[Begin Supplied text]
# Cheap Tools!



## Guest (Feb 13, 2004)

*SPAM*


----------



## Grumpy (Dec 12, 2003)

more spam? You get what you pay for. 

To be honest almost all my power tools are Ryobi. They are the cheapest of the high quality power tools, even all the guys at my company use ryobi and we have no problems. Very nice tools I recommend Ryobi.


----------



## Nathan (Dec 5, 2003)

Didn't they just come out with a commercial line?


----------



## hatchet (Dec 13, 2003)

Milwaukee.. all the way. I just wish they had a table saw.


----------



## Teetorbilt (Feb 7, 2004)

I mix and match, Ryobi being bottom of the line. I'll pay a few more bucks for what I know will work.
For stationary equipment I like the really old stuff, cast iron all of the way. Tough to move around but they also don't squirrel when you are using them, critical if you are doing fine work.
[End Supplied text]
[Begin Data entries]
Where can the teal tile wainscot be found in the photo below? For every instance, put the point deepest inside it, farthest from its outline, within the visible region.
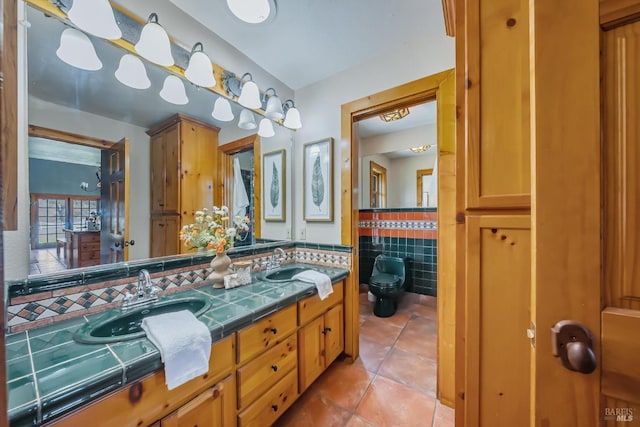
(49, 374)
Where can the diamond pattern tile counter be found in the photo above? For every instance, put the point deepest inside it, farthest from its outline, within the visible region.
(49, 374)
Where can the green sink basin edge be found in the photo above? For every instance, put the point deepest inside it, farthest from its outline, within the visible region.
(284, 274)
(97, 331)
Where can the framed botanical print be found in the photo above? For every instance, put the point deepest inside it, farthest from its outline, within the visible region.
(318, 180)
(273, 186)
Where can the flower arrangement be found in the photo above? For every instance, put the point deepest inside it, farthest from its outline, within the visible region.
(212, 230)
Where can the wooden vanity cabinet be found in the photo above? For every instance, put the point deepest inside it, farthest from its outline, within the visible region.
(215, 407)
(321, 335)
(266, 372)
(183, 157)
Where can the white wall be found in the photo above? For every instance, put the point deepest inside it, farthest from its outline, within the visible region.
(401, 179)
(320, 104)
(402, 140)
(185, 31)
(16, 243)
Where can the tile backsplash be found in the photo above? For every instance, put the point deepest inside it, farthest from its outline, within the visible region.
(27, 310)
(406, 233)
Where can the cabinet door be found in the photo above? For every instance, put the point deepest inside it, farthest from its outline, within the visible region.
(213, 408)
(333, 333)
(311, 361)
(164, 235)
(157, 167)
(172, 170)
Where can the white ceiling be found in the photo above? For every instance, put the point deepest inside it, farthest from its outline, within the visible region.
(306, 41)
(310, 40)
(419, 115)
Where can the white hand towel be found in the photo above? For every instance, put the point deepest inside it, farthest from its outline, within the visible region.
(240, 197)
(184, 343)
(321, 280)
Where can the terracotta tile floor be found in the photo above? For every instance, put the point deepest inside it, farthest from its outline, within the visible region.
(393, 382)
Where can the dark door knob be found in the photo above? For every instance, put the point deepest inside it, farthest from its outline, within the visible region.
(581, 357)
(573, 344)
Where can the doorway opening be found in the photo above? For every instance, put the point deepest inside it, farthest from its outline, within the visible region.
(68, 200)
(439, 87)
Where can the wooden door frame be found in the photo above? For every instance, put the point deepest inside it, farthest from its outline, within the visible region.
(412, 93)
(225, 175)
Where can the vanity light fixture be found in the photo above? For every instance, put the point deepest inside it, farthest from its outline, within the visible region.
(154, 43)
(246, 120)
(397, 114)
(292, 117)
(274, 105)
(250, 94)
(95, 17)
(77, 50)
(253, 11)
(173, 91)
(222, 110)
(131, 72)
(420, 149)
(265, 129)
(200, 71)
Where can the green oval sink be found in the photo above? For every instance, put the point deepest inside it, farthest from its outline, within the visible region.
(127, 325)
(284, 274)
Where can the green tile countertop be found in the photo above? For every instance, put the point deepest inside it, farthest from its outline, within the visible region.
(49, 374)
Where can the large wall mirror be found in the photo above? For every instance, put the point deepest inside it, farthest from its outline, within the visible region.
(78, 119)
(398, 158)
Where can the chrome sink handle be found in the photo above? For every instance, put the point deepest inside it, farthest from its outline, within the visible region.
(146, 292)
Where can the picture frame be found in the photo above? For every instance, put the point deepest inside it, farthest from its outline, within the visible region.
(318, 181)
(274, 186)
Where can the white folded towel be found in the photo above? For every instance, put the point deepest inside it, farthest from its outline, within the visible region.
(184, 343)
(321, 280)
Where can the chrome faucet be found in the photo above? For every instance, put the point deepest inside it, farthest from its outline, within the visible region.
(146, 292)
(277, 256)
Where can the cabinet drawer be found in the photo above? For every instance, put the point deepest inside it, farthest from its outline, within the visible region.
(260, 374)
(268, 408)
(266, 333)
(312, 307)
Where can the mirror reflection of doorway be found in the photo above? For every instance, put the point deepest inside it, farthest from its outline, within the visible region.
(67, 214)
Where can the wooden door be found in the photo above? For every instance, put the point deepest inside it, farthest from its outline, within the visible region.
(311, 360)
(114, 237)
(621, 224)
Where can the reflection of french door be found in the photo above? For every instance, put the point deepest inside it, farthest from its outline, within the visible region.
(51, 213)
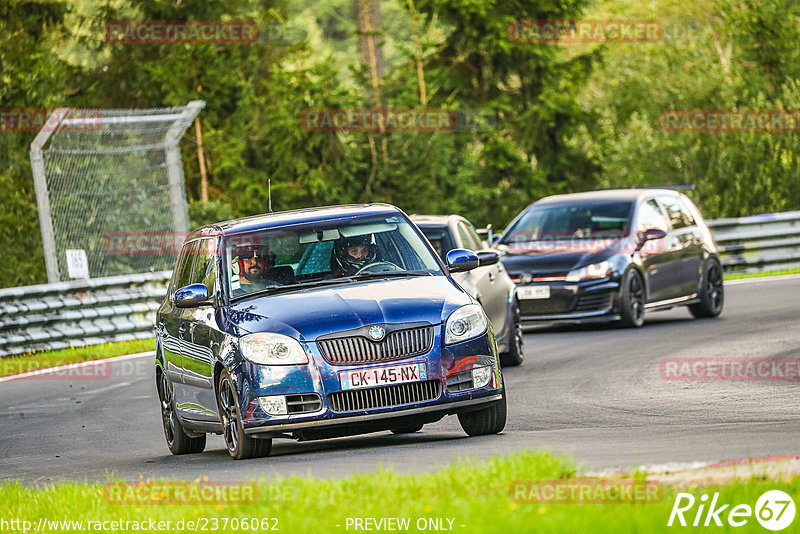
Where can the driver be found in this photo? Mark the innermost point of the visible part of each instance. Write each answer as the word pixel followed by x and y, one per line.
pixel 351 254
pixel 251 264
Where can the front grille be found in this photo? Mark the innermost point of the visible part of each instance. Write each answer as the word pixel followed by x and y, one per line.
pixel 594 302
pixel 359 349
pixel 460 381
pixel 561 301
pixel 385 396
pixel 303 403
[End Data entries]
[Begin Data entries]
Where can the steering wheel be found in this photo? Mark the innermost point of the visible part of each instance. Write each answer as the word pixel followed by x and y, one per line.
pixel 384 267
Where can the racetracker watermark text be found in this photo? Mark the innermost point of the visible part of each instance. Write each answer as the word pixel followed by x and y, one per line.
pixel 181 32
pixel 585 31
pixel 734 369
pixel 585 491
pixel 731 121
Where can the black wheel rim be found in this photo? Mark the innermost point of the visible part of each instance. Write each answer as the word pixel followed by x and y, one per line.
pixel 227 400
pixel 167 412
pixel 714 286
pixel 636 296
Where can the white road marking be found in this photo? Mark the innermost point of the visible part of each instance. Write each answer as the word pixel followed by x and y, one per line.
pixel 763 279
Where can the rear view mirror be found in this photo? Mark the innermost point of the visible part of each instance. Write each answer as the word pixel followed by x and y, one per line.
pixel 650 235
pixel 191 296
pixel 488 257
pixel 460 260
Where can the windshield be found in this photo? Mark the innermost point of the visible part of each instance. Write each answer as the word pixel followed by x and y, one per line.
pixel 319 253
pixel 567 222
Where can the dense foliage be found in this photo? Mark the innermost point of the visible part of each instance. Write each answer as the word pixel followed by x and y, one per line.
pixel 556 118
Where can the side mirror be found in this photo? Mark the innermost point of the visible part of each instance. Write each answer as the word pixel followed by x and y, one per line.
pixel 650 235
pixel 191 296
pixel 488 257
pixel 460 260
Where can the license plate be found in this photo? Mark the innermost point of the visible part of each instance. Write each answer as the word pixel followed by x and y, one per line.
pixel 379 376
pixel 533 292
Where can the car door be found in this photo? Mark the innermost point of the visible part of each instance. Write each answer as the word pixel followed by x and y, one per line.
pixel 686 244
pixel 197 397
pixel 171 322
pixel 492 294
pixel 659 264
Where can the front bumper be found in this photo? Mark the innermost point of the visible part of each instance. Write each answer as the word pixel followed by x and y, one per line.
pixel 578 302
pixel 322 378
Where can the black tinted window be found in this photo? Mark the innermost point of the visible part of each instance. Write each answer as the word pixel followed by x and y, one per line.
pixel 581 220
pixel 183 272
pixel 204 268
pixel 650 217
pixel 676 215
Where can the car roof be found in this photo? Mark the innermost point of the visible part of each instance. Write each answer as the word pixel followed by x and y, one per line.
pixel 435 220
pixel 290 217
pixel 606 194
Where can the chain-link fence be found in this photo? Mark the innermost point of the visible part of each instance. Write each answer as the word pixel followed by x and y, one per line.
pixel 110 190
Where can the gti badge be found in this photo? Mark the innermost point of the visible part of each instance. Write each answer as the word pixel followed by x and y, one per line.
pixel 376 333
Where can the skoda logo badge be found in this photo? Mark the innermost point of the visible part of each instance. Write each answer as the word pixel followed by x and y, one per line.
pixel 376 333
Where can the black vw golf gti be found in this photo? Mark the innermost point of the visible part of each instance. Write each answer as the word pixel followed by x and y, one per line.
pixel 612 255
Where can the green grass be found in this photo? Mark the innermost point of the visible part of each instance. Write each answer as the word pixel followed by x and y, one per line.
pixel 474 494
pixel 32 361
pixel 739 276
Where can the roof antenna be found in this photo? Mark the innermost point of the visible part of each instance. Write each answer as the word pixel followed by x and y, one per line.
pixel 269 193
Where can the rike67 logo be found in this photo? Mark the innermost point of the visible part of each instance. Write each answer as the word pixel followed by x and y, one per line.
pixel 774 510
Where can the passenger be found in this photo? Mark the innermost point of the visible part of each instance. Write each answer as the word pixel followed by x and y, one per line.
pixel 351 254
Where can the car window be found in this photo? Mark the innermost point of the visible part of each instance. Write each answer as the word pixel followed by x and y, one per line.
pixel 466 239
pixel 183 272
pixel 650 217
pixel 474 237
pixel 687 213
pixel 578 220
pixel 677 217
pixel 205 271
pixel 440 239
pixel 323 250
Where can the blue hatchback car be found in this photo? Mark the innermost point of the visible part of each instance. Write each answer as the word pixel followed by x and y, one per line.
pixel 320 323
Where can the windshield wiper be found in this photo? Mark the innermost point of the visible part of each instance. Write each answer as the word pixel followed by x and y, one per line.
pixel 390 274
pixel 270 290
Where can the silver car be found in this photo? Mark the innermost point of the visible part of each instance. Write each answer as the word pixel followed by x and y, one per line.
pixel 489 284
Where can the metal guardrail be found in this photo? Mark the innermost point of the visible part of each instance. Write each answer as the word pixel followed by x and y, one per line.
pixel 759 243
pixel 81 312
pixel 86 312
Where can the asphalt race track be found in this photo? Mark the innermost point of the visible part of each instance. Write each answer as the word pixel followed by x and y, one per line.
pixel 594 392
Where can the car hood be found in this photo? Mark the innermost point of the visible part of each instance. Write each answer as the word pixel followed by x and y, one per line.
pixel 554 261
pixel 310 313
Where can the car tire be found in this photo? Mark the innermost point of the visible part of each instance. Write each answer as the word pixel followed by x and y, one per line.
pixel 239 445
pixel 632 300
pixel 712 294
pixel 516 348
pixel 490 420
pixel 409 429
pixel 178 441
[End Data entries]
Task details - Please reproduce the forum thread on power tools word for word, beginning at the words "## Grumpy (Dec" and stopping after "a commercial line?". Use only the forum thread on power tools as your source.

Written response -
## Grumpy (Dec 12, 2003)

more spam? You get what you pay for. 

To be honest almost all my power tools are Ryobi. They are the cheapest of the high quality power tools, even all the guys at my company use ryobi and we have no problems. Very nice tools I recommend Ryobi.


----------



## Nathan (Dec 5, 2003)

Didn't they just come out with a commercial line?